__Brief A__. In the passage about Argentina, in which country did the writer spend a few days with Martin and Flor?
__Brief B__. Reproduce a part of the passage about Argentina, starting with "Months later, in" and going on through "dictatorship are reopened.".

__Reading passage__.
•••••

This emotional event proved quite an introduction to Argentina. I got my finger on the pulse of local politics by reading the local newspapers and especially by talking to people, one of mine and Argentinians favourite activities. Unsurprisingly almost everybody had their own opinion and was more than happy to share: someone said that Kirchner was a crook looking from immunity from trials – Berlusconi, anyone? – or just looking to get rich while in politics, while for others he was a fair man who tried to redistribute wealth and progress civil society. What is the truth? By the end of it I had the uncanny feeling of being in a hall of mirrors where different, distorted images are reflected back to you according to where you look. What is certain is that under Kirchner Argentina gradually recovered from the disastrous economic crisis that hit it in 2000.
Months later, in Colombia, I spent a few days with a lovely Argentinean couple, Martin and Flor, who told me how under many aspects they are proud of their country. According to them the very tough crisis had somehow revitalized society, shaken up old patterns, inspired social economy and community projects. Equally, new magazines and radio programs are now flourishing and long-forgotten trials on the dark years of the dictatorship are reopened.

•••••

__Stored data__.
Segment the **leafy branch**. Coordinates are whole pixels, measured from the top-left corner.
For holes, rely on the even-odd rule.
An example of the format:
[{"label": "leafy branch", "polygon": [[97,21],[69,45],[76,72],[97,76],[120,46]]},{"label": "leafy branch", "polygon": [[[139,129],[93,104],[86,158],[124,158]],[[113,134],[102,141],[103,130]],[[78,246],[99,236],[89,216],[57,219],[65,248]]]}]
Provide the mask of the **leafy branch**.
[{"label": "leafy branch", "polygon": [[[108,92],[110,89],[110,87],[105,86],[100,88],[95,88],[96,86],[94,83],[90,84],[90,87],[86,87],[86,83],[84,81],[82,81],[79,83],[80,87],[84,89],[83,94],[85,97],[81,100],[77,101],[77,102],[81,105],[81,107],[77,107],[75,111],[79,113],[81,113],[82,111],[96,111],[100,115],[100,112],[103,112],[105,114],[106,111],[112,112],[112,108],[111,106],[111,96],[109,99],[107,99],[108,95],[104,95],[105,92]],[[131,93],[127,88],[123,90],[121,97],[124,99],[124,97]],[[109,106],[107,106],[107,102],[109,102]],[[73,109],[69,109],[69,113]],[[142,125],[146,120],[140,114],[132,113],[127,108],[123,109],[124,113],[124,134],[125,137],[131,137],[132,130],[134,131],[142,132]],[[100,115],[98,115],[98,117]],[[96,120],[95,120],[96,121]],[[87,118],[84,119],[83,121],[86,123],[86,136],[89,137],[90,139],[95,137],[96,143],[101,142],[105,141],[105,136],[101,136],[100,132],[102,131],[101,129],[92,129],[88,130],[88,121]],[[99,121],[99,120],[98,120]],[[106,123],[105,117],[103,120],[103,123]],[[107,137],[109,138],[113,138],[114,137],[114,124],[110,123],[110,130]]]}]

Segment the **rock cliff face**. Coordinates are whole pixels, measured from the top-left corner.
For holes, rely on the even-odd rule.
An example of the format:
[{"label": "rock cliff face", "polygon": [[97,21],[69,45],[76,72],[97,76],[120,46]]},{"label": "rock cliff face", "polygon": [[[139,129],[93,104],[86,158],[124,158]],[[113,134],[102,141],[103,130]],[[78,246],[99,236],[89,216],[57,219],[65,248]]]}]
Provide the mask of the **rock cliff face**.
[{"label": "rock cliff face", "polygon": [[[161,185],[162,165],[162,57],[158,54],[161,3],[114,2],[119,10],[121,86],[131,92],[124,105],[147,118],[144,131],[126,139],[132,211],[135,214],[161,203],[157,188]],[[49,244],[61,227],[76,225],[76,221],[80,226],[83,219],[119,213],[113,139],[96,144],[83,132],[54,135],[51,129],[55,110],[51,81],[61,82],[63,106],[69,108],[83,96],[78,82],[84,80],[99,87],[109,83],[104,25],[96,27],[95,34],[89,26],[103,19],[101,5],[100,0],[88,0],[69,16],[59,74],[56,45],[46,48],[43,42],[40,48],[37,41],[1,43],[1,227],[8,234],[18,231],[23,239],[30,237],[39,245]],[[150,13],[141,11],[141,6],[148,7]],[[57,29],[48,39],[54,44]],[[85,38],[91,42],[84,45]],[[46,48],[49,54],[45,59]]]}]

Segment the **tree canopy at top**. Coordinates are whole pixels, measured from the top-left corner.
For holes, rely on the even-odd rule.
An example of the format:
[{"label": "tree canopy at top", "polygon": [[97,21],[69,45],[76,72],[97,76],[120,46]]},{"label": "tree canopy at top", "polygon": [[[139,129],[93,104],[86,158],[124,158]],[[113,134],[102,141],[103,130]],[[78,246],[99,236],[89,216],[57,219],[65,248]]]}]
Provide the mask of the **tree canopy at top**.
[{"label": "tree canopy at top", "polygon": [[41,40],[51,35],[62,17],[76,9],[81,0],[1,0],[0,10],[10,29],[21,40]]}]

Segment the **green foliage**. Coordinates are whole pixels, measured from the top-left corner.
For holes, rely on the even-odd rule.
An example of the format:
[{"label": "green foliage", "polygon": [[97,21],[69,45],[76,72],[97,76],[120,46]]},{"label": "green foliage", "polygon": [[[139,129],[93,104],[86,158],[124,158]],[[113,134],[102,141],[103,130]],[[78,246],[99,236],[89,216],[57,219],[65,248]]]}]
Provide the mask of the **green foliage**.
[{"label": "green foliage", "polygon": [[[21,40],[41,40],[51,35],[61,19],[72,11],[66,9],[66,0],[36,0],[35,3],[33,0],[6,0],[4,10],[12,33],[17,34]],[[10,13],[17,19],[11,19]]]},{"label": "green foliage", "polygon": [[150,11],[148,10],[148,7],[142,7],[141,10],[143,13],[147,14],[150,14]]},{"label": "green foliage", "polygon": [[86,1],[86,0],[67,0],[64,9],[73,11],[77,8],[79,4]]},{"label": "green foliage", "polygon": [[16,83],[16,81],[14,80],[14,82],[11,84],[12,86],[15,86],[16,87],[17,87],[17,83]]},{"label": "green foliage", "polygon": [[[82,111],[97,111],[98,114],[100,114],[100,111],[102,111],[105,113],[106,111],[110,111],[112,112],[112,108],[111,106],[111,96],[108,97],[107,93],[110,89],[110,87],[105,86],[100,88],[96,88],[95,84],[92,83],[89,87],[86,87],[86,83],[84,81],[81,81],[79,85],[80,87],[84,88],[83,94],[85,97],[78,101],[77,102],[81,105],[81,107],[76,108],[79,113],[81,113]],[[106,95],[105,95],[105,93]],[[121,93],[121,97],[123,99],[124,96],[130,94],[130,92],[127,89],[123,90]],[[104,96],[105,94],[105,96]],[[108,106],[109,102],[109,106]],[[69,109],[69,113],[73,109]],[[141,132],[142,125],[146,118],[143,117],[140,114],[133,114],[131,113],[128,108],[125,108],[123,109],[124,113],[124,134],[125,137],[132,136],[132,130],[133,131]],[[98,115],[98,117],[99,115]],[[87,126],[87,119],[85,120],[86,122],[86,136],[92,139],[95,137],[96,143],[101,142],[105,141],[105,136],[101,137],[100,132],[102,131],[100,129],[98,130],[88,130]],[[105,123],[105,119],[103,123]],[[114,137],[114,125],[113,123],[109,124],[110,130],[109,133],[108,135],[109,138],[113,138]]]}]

•••••

__Problem solution A__. Colombia.

__Problem solution B__.
Months later, in Colombia, I spent a few days with a lovely Argentinean couple, Martin and Flor, who told me how under many aspects they are proud of their country. According to them the very tough crisis had somehow revitalized society, shaken up old patterns, inspired social economy and community projects. Equally, new magazines and radio programs are now flourishing and long-forgotten trials on the dark years of the dictatorship are reopened.